Repeat word for word the full text below about microorganisms in Ötzi the Iceman's remains, leaving out the listing that follows it.

**Study text:**
Segment Open

Recent research suggests that some microorganisms in the 5,300-year-old remains of Ötzi the Iceman may be metabolically active, despite his long-term ice preservation.

Ötzi’s mummified remains were discovered in 1991, as they melted from a glacier in the Alps near the Austria-Italy border. He is estimated to have lived between 3350 and 3120 BC. Over the last 35 years, studies of his remains revealed significant insights, including his probable dark complexion and baldness, and the fact that he had numerous tattoos. An arrow wound in his shoulder indicates he was murdered.

Ötzi is currently housed at the South Tyrol Archaeological Museum in Bolzano, Italy, under conditions that replicate those of his original icy environment: -6°C (21°F) with 99% relative humidity.

Researchers, including Frank Meixner from the Eulac Institute Mummy Research Institute, analyzed skin swabs, tissue fragments, and thawed water samples from Ötzi, collected in 1992, 2010, and 2019. They compared these to soil and ice samples from the discovery site in the 1990s.

Segment Closed

**Input data:**
Segment Open

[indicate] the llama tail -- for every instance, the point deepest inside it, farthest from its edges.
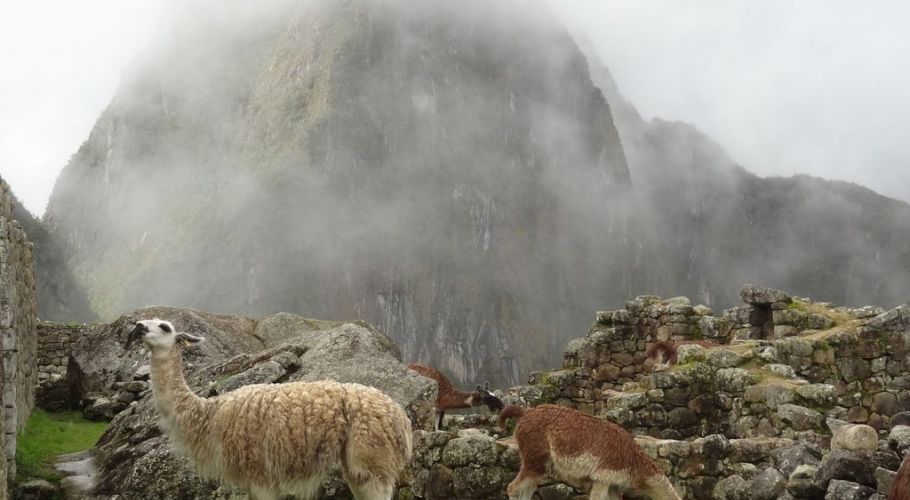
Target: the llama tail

Segment Closed

**Response to this exercise:**
Recent research suggests that some microorganisms in the 5,300-year-old remains of Ötzi the Iceman may be metabolically active, despite his long-term ice preservation.

Ötzi’s mummified remains were discovered in 1991, as they melted from a glacier in the Alps near the Austria-Italy border. He is estimated to have lived between 3350 and 3120 BC. Over the last 35 years, studies of his remains revealed significant insights, including his probable dark complexion and baldness, and the fact that he had numerous tattoos. An arrow wound in his shoulder indicates he was murdered.

Ötzi is currently housed at the South Tyrol Archaeological Museum in Bolzano, Italy, under conditions that replicate those of his original icy environment: -6°C (21°F) with 99% relative humidity.

Researchers, including Frank Meixner from the Eulac Institute Mummy Research Institute, analyzed skin swabs, tissue fragments, and thawed water samples from Ötzi, collected in 1992, 2010, and 2019. They compared these to soil and ice samples from the discovery site in the 1990s.